Please state, from the passage below on the medieval high altar, at whose cost the canopy over the altar was repaired and renewed.
** begin PAGE EXCERPT **
ST. MARTIN’S MASS, SHOWING DISPOSITION OF ALTAR FURNITURE—FOURTEENTH CENTURY

The Altar.—The most prominent feature of the chancel, and indeed of the whole church, as being the very purpose for which the entire building was erected, and the centre round which all the services were performed, was the high altar (summum, or majus altare). “It is that,” says the gloss upon a constitution of Archbishop Winchelsea, “to honour which the church is dedicated,” and it is placed in the choir as in the most solemn part of the building. Originally, if we may judge from existing illuminations, the altar in English churches stood a little away from the eastern wall of the church, and had over it a canopy supported on pillars, between which curtains were suspended on rods, and drawn during the celebration of the sacred mysteries. Sometimes, as at West Grinstead, for example, behind the altar in the wall of the church was an ambry, or cupboard, to contain the consecrated vessels and the missal, etc., for Mass. Over the altar was generally suspended some covering or canopy as a manifestation of the reverence due to the place of Sacrifice, and the churchwardens’ accounts contain frequent mention of expenses to repair and renew this cælatura; for by custom, if not by law, this was done at the cost of the parish. Under this canopy was suspended a vessel of ivory or silver, covered by a cone-like tabernacle or by a silken veil, hanging frequently from a crown of metal, in which was the reserved Blessed Sacrament. To this ancient practice Becon, in The Displaying of the Popish Mass, alludes, when he says, “Ye go unto the midst of the altar, and looking up to the pyx, where ye think your God to be, and making solemn courtesy, like womanly Joan, ye say the Gloria in Excelsis.” And again, “Ye make solemn courtesy to your little idol that hangeth over the altar.” This was one of the practices which were done away by the changes under Edward VI., and which the insurgents in Devon, in their fourth article, demanded should be restored: “We will have the Sacrament hang over the altar, and there to be worshipped.”
** end PAGE EXCERPT **
** begin SUPPLIED DATA **
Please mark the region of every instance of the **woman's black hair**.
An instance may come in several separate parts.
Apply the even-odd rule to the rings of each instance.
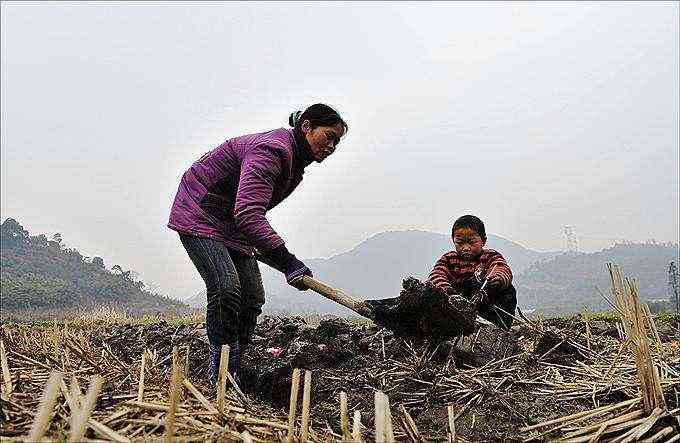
** end SUPPLIED DATA **
**RESULT OF THE EXERCISE**
At the cost of the parish, by custom if not by law.